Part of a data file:
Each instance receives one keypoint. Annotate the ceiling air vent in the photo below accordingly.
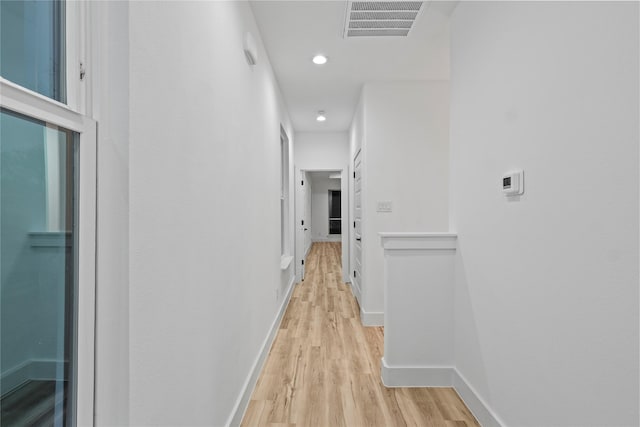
(381, 18)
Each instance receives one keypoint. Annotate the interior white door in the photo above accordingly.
(357, 222)
(301, 223)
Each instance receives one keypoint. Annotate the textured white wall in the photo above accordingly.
(406, 158)
(109, 79)
(205, 209)
(547, 285)
(321, 150)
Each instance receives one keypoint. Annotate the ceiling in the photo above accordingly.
(294, 31)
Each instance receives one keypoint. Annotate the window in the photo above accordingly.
(335, 212)
(47, 220)
(33, 53)
(284, 194)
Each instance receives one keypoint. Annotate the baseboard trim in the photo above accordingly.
(478, 407)
(235, 419)
(29, 370)
(326, 239)
(416, 376)
(441, 376)
(371, 318)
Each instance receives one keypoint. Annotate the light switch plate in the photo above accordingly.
(385, 206)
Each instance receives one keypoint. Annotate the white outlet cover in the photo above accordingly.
(385, 206)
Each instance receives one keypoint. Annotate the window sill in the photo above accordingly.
(285, 261)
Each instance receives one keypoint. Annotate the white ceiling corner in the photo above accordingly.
(293, 31)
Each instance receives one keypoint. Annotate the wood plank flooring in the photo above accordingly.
(324, 366)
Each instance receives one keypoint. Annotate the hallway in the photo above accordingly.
(324, 366)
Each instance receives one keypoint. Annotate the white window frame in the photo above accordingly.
(69, 116)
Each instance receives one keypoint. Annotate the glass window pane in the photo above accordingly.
(32, 45)
(37, 272)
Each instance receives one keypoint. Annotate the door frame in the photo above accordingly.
(344, 205)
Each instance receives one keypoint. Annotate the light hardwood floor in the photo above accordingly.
(324, 366)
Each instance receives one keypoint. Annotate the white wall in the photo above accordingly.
(204, 232)
(321, 150)
(406, 157)
(321, 184)
(108, 81)
(547, 284)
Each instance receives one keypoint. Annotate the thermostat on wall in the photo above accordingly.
(513, 183)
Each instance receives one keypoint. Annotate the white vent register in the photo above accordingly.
(381, 18)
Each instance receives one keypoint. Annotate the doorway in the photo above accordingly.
(321, 214)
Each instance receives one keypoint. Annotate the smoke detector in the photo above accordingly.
(381, 18)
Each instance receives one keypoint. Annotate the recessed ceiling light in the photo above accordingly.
(319, 59)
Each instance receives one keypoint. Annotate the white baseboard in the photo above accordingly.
(326, 239)
(29, 370)
(478, 407)
(441, 376)
(371, 318)
(245, 395)
(416, 376)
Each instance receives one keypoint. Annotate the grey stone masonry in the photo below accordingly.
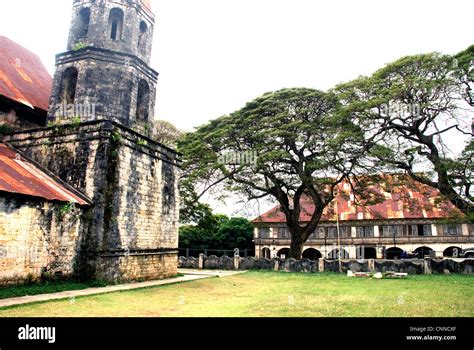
(133, 183)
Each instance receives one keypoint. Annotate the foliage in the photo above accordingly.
(217, 232)
(305, 149)
(410, 111)
(166, 133)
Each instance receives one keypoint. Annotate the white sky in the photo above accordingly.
(215, 55)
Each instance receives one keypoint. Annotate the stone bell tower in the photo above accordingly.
(105, 73)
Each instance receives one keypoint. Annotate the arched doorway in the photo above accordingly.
(311, 254)
(366, 252)
(424, 251)
(266, 253)
(283, 253)
(334, 254)
(393, 253)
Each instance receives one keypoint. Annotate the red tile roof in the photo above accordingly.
(18, 175)
(23, 77)
(403, 199)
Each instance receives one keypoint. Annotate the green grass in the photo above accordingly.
(276, 294)
(45, 288)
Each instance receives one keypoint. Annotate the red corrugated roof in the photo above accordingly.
(403, 199)
(18, 175)
(23, 77)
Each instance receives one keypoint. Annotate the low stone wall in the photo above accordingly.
(140, 266)
(412, 266)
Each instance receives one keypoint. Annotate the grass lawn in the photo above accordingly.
(276, 294)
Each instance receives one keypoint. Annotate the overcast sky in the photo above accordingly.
(215, 55)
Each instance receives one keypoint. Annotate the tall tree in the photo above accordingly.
(412, 110)
(302, 150)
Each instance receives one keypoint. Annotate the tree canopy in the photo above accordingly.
(412, 112)
(303, 148)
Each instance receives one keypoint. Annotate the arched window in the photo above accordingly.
(143, 100)
(142, 36)
(67, 92)
(84, 20)
(116, 24)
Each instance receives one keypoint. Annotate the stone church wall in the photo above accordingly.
(37, 238)
(132, 182)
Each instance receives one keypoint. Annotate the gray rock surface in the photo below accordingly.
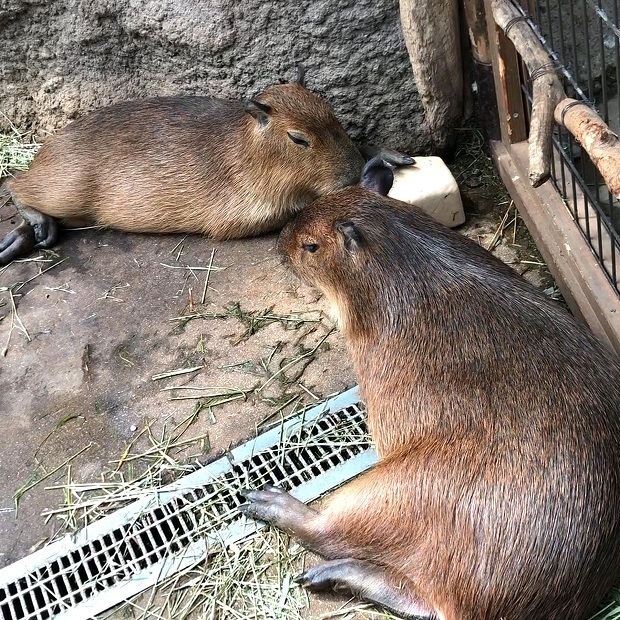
(64, 58)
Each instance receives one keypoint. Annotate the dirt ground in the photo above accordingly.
(84, 339)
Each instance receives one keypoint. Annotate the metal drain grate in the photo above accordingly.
(171, 528)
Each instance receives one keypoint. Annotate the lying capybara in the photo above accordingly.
(186, 164)
(496, 417)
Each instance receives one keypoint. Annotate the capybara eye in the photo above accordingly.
(298, 139)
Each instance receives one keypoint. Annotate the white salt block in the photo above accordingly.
(429, 184)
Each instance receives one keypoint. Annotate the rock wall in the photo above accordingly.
(60, 59)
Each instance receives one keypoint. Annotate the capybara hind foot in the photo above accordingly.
(17, 243)
(45, 227)
(274, 505)
(369, 582)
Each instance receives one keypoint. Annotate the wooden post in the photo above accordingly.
(507, 82)
(431, 30)
(475, 25)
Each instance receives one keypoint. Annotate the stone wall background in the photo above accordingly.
(62, 58)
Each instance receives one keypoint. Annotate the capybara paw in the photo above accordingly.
(46, 232)
(18, 242)
(274, 505)
(322, 578)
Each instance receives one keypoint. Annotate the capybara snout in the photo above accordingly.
(496, 416)
(226, 169)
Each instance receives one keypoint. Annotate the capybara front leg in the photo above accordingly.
(274, 505)
(368, 582)
(17, 243)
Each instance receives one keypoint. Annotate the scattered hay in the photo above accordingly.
(16, 152)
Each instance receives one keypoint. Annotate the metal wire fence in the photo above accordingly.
(583, 38)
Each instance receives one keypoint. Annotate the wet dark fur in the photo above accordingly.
(495, 413)
(185, 164)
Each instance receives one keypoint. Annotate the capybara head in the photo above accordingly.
(298, 136)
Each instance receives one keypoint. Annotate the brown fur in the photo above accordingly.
(191, 164)
(495, 413)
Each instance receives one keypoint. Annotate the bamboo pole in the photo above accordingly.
(550, 104)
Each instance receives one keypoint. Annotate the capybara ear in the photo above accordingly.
(260, 111)
(300, 77)
(351, 235)
(377, 176)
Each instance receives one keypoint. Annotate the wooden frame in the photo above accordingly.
(570, 259)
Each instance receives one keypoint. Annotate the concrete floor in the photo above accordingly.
(101, 324)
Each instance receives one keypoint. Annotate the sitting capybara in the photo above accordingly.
(496, 417)
(186, 164)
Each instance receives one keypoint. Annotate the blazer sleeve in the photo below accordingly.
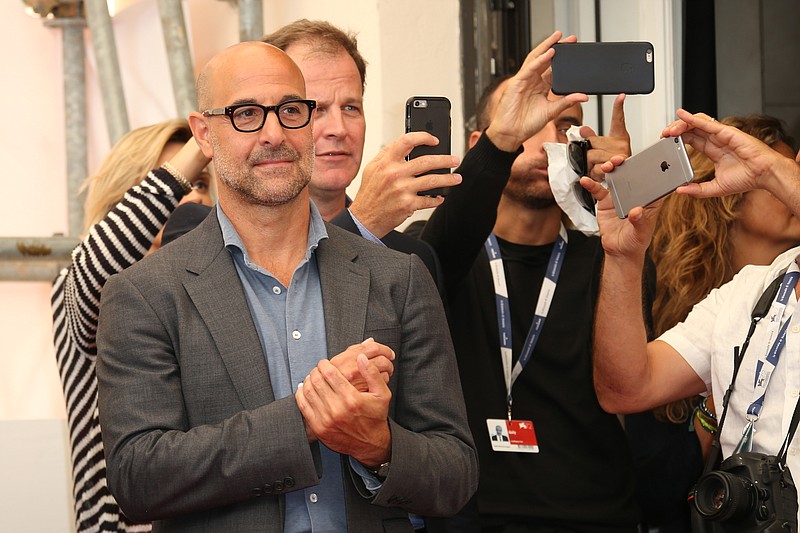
(150, 437)
(434, 467)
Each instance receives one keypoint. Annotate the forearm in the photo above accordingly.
(176, 439)
(620, 336)
(433, 463)
(783, 181)
(458, 228)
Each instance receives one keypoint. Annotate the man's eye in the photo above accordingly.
(290, 109)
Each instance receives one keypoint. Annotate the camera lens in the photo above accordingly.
(721, 496)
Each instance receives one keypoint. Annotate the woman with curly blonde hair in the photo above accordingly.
(142, 180)
(698, 245)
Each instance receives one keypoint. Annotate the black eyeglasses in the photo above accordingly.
(576, 154)
(247, 118)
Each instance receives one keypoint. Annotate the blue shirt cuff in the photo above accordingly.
(372, 483)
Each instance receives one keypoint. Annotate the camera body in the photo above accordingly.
(749, 492)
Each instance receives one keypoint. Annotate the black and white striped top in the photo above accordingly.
(112, 245)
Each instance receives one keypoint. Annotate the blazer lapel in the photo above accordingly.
(345, 292)
(217, 294)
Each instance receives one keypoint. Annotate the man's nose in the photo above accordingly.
(272, 132)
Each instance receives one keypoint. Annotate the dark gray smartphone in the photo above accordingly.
(603, 68)
(649, 175)
(431, 114)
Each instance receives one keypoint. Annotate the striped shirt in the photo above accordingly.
(123, 237)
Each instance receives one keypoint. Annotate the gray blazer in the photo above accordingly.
(193, 436)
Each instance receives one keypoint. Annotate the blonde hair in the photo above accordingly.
(127, 164)
(691, 244)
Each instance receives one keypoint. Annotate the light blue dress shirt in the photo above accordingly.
(291, 326)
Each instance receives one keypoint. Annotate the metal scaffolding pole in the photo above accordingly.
(105, 51)
(74, 68)
(180, 61)
(251, 20)
(33, 258)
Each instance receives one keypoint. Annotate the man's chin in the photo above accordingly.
(331, 180)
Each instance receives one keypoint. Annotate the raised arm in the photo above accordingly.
(458, 228)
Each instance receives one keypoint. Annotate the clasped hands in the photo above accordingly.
(345, 402)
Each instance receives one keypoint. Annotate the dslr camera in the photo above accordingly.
(749, 492)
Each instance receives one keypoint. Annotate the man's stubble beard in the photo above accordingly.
(532, 194)
(280, 187)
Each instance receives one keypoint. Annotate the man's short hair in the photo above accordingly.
(482, 111)
(323, 37)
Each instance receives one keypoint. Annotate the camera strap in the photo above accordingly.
(760, 310)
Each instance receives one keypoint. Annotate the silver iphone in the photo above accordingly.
(649, 175)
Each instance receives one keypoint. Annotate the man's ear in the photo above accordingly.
(199, 126)
(473, 138)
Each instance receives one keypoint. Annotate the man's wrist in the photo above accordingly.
(503, 141)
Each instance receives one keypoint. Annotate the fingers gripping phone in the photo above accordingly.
(649, 175)
(603, 68)
(431, 114)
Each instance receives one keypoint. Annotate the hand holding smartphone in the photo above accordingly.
(649, 175)
(603, 68)
(430, 114)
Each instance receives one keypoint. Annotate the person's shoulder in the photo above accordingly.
(364, 248)
(170, 260)
(407, 244)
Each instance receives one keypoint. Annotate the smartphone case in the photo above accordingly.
(603, 68)
(431, 114)
(649, 175)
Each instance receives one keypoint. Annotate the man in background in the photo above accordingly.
(232, 395)
(521, 293)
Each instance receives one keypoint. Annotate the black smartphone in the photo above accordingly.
(649, 175)
(431, 114)
(603, 68)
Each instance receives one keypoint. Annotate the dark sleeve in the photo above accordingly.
(458, 228)
(402, 243)
(434, 466)
(120, 239)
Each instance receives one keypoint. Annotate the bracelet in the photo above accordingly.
(178, 175)
(706, 411)
(708, 425)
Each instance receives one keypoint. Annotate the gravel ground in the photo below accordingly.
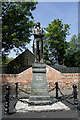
(72, 113)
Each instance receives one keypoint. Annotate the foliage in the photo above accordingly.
(5, 61)
(16, 25)
(55, 41)
(72, 58)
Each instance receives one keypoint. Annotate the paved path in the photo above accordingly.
(72, 113)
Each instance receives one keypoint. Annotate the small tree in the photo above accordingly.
(56, 41)
(72, 58)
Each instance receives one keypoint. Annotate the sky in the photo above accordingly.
(46, 12)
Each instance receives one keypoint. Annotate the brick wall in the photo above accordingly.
(65, 80)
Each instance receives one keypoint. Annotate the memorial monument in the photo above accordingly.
(39, 86)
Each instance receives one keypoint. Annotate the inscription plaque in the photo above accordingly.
(39, 87)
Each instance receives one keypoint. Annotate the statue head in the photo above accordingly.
(38, 24)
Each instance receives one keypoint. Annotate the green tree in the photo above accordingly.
(17, 22)
(55, 40)
(5, 61)
(72, 58)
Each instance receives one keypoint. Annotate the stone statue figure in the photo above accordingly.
(38, 42)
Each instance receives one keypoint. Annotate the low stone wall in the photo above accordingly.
(65, 80)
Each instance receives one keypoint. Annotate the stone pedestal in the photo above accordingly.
(39, 86)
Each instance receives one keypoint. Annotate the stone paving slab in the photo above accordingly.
(24, 107)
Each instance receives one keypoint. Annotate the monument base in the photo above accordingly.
(39, 86)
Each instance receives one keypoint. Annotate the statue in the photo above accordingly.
(38, 42)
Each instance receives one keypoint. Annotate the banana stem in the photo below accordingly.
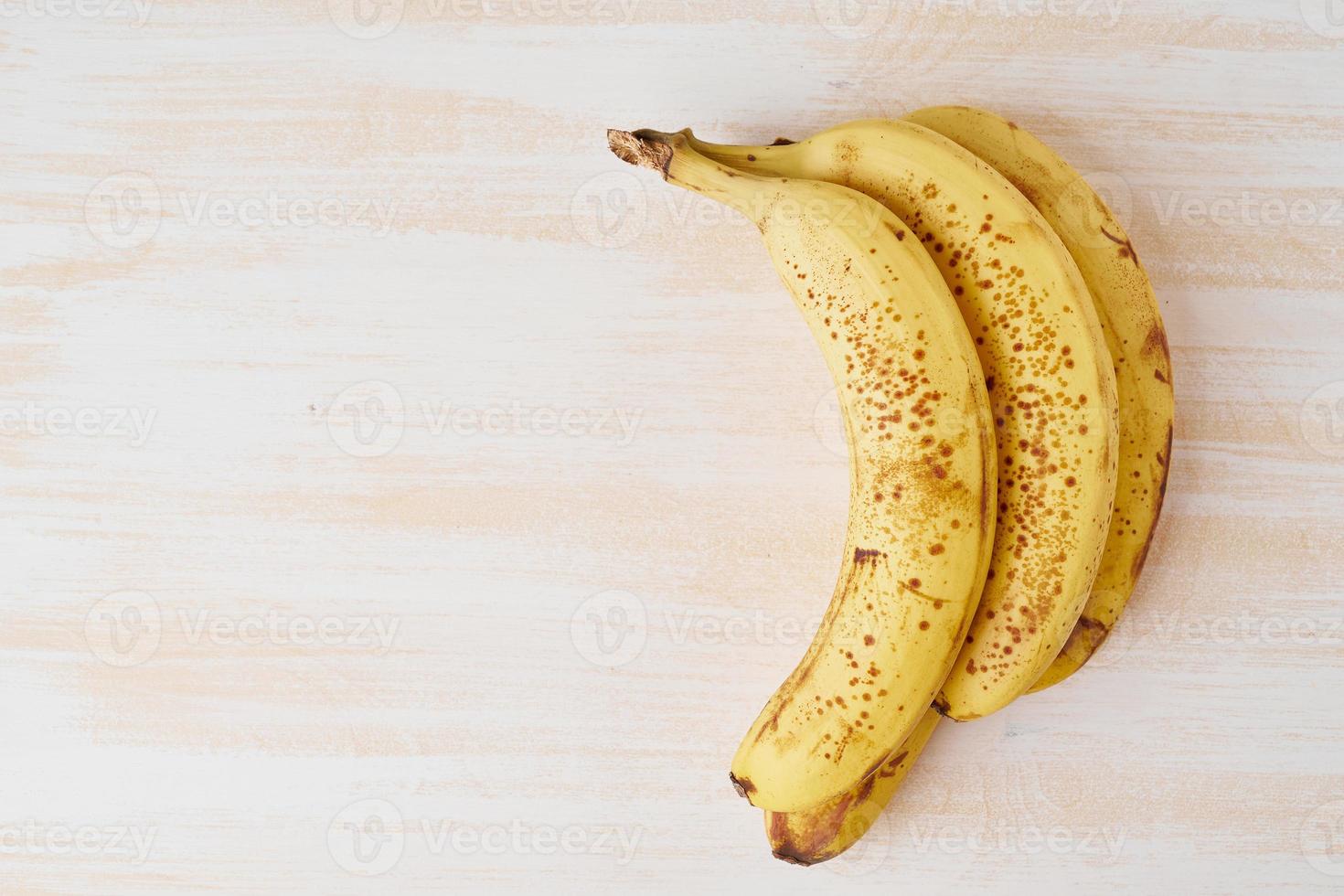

> _Work required_
Drop the pictures, then reproduce exactly the lines from the one with "Each instance receives one keypoint. Annotate the memorial" through the final line of the listing.

> _Completed task_
Each instance receives one keypoint. Annotate the memorial monument in the photo above accordingly.
(39, 86)
Each instance receives one keypoint. Annotate the inscription plaque in the photo above accordingly.
(39, 87)
Each instance receives one keypoint. Annotate the statue head in the photo above accordingly.
(38, 24)
Each instance receives one keypoint. Annotate the green tree in the photo above accordingly.
(17, 22)
(55, 40)
(5, 61)
(72, 58)
Each instance receives one keypoint. Annotate the stone statue figure in the photo above accordingly.
(38, 42)
Each instance receives one keypoint. Annotate the low stone wall in the photo above accordingly.
(65, 80)
Each instance receives one keypoint. Annotate the stone pedestal in the photo above accordingly.
(39, 86)
Each instance receives one keypoint. Annotate the stone paving slab in the photo above accordingly.
(24, 107)
Each instance receives one keypoint. Annotate the monument base in the photo above accordingly.
(39, 86)
Each instance receives one keypoint. Annotate the statue in the photo above accordingly.
(38, 42)
Each instance receives one keypoint. Annotate the banana stem in the photo below accordingly.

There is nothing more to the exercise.